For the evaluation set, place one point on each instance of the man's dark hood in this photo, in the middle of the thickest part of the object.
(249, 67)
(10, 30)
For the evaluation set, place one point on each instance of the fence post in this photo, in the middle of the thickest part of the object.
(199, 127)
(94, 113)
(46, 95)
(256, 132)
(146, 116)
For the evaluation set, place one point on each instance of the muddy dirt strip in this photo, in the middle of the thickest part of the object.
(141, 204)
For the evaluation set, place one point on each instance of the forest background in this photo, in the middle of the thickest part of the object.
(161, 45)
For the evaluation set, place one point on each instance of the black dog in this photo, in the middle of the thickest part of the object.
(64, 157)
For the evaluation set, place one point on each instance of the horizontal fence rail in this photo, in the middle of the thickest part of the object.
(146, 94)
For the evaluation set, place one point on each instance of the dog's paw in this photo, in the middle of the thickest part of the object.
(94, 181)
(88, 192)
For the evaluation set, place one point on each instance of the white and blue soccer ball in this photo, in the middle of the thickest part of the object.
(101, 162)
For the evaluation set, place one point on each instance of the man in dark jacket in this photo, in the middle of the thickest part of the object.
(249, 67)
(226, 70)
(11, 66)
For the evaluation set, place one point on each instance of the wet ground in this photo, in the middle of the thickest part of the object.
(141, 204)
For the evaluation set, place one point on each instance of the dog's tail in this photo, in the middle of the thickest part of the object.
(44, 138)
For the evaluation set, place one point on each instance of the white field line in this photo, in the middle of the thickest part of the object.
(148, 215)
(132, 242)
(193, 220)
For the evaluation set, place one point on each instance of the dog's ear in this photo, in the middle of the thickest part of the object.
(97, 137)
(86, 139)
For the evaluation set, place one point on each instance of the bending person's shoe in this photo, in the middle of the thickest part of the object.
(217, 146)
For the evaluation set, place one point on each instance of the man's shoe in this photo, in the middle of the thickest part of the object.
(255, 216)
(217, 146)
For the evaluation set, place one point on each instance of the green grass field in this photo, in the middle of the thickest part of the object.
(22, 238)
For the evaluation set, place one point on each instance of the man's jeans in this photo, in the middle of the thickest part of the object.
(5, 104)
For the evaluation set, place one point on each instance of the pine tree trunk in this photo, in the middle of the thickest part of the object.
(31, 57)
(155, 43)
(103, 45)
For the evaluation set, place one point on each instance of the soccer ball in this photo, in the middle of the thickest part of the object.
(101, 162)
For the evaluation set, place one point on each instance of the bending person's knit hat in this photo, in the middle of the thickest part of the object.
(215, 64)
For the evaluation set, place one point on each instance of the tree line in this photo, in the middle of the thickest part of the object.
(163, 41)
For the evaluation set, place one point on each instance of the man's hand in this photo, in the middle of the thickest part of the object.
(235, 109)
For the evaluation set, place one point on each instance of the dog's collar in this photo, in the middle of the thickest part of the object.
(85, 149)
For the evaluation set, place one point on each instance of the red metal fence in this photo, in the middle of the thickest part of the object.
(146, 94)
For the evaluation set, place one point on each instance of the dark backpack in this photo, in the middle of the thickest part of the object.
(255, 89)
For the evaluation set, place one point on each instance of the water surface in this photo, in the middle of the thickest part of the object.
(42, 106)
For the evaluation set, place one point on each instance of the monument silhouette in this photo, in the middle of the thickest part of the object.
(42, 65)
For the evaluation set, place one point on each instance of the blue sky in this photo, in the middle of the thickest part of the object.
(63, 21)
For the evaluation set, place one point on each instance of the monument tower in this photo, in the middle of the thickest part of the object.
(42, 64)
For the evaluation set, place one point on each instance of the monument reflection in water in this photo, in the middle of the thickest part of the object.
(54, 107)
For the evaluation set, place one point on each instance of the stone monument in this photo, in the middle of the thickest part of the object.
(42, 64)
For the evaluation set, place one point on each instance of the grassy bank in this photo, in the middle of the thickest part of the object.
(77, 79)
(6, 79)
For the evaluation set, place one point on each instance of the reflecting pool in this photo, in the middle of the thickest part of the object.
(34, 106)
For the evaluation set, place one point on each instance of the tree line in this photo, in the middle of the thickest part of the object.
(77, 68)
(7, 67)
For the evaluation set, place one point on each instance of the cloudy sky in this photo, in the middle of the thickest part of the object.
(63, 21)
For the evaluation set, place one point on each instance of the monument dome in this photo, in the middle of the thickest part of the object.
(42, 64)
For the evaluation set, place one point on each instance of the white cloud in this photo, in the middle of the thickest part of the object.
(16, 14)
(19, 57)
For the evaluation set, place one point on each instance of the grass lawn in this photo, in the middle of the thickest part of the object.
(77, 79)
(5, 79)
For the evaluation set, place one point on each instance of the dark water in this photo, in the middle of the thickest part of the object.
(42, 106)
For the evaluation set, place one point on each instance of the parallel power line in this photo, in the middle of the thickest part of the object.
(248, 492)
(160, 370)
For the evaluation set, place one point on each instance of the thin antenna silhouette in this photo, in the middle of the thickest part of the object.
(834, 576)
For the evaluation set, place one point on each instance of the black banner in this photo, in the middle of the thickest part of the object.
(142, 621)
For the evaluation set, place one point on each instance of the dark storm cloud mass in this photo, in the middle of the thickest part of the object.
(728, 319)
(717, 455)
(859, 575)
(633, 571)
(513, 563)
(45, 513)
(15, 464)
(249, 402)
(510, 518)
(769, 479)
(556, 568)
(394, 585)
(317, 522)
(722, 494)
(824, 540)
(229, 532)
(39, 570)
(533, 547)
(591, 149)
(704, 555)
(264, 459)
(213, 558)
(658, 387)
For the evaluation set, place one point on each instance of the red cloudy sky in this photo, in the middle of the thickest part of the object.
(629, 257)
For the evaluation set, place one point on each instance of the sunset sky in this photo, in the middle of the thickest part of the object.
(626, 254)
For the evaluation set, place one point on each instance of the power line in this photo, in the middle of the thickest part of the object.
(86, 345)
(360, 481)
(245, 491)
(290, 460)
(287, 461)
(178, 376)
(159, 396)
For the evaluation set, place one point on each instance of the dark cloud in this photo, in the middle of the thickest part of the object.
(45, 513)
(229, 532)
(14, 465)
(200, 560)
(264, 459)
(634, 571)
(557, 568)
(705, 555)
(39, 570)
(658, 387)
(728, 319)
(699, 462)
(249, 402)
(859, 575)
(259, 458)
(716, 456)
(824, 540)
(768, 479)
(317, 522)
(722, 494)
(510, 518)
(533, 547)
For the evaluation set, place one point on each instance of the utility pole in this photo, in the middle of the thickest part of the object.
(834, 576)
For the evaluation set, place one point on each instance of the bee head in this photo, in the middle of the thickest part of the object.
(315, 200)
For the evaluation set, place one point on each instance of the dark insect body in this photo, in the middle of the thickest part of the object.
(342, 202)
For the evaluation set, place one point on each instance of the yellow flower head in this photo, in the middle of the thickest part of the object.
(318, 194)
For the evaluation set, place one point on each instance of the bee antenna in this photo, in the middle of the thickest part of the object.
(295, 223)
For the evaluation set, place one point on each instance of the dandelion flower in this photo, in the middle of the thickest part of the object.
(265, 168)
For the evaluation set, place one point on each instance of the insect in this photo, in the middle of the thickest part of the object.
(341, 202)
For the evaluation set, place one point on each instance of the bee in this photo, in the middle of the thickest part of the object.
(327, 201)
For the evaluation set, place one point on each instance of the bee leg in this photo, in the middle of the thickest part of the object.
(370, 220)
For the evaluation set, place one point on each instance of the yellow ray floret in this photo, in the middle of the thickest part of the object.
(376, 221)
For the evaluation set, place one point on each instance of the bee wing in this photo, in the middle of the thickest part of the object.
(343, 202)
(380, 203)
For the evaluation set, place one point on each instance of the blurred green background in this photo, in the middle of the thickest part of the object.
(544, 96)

··········

● Your instructions: For this exercise, please retype exactly the lines in the listing from the line with "the bee leg" through its last line, both ends included.

● Task result:
For the evaluation set, place one point on each instance of the bee leg in this photo, in the middle of the thickest part of the object.
(370, 220)
For the evaluation set, place one point on each instance of the yellow ray floret in this photo, in the middle of the thickest part of the object.
(376, 221)
For the evaluation set, place one point on each instance of the bee wing in this photo, in the middle of the thickest part of the object.
(343, 202)
(380, 203)
For the evaluation set, place one point on each instance of the blurred green background in this photo, in the middle of the thickest part of the object.
(544, 96)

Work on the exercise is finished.